PROVIDED RECORDS
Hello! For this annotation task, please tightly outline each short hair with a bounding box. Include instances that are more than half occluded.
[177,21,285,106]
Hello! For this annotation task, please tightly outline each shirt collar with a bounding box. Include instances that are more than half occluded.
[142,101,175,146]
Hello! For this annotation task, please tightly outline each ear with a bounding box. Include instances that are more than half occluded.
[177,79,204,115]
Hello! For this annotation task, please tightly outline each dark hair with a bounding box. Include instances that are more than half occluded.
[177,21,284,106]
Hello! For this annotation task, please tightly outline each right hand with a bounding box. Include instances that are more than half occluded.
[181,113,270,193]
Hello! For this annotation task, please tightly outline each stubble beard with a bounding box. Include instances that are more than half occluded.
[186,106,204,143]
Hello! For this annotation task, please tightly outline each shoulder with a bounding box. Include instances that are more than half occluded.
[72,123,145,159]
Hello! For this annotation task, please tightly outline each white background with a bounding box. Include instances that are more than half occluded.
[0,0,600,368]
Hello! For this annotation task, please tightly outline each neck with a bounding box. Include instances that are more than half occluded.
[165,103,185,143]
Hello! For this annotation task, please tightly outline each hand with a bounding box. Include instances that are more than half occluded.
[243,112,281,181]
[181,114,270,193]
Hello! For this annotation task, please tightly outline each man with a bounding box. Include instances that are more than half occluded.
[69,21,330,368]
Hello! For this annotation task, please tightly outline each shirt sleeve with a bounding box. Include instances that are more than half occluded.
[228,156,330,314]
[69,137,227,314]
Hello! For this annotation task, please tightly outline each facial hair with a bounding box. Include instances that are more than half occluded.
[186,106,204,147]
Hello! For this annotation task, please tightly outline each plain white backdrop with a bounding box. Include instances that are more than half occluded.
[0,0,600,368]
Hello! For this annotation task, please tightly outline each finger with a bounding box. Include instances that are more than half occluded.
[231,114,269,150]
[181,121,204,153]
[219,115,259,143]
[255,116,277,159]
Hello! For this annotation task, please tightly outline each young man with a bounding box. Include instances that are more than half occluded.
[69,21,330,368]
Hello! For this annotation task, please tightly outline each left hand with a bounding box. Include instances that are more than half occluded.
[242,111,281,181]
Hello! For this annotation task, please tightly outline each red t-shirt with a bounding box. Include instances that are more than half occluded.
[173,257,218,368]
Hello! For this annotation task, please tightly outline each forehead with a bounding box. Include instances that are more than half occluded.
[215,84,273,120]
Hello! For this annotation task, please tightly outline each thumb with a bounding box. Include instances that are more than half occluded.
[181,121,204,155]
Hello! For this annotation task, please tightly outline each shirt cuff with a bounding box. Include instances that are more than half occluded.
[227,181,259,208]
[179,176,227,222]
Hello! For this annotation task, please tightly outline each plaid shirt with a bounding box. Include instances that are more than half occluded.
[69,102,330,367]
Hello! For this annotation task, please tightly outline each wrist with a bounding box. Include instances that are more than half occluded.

DO THIS
Render every one of the lines above as a numbered list, omitting any blank lines.

ANSWER TO THE PROBLEM
1. Hello! For this annotation task, please tightly outline each short hair with a bounding box. Include instances that are more than half occluded.
2. [177,21,285,106]
3. Hello! For this annotation task, please tightly outline each shirt collar with a bounding box. Include instances that are more than half occluded.
4. [142,101,175,146]
5. Hello! For this annotation task, please tightly outline each ear with a bounding box. Include instances that are more than half occluded.
6. [177,79,204,115]
7. Hello! For this annotation task, please tightly outline each dark hair with a bounding box. Include instances that are more than half occluded.
8. [177,21,284,106]
9. Hello! For this annotation task, please tightly outline each right hand with a bounding box. Include instances that are more than half occluded.
10. [181,113,270,193]
11. Hello! For this annotation task, please tightly outline each stubble beard with a bounding box. Include instances that are more than half occluded.
12. [186,106,204,143]
13. Hello! For this annotation task, please tightly outline each shoulder with a bounding box. Include instances that are more than half occluded.
14. [72,123,145,159]
15. Hello! For this annotation task, please tightly outline each white background with a bounding box. Include instances that are more than half occluded.
16. [0,0,600,368]
17. Hello! For this annotation task, please tightly outline each neck with a bounding box. Include instances that are more than half occluded.
18. [165,103,185,143]
19. Hello! For this annotation task, please tightly outline each hand with a bounding box. Include instances that are more than half occluded.
20. [243,112,281,181]
21. [181,114,270,193]
22. Hello! For this annotation task, please tightly outline each man with a bounding box. Include instances that are more than half occluded.
23. [69,21,330,368]
24. Hello! For this annotation task, please tightly outline each shirt sleeve with a bounding box. Include instances that are more than half occluded.
25. [228,156,330,314]
26. [69,137,227,314]
27. Hello! For this annotation task, please tightly outline each facial hair with a bounding box. Include instances that are more than half occluded.
28. [186,106,204,147]
29. Hello! For this annotation task, please tightly outline each plain white backdrop with a bounding box. Include instances that are more than half occluded.
30. [0,0,600,368]
31. Hello! For this annotation task, please tightly outline each finger with a bounding box. Include instances that are more than half occluded.
32. [231,114,269,150]
33. [181,121,204,153]
34. [219,115,259,143]
35. [255,116,277,159]
36. Hello! For this annotation task, please tightly outline each young man with a bounding box. Include instances that are more than half occluded.
37. [69,21,330,368]
38. Hello! For this annotation task, please tightly outline each left hand with a bounding box. Include instances that are more than half occluded.
39. [242,111,281,181]
40. Hello! For this annotation task, please tightly outline each red t-shirt with a bounding box. Include instances that are more than half occluded.
41. [173,257,218,368]
42. Hello! For this annotation task, please tightly outline each forehead with a bounding box. Include instances that are more than half occluded.
43. [215,84,273,120]
44. Hello! For this annotation task, please tightly outline each thumb with a bounding box. Include instances that are more than half occluded.
45. [181,121,204,155]
46. Hello! For this annotation task, please tightly outline each shirt cuff with a bounding box. Include instances that are more than half occluded.
47. [227,181,259,208]
48. [179,176,227,222]
49. Hello! For this annotation task, please tightly outline each plaid shirt with a bounding box. Include instances that are more than half occluded.
50. [69,102,330,367]
51. Hello! For this annotation task, please tightly outline each wrist with a bounding box. Include instances that are more than half occluded.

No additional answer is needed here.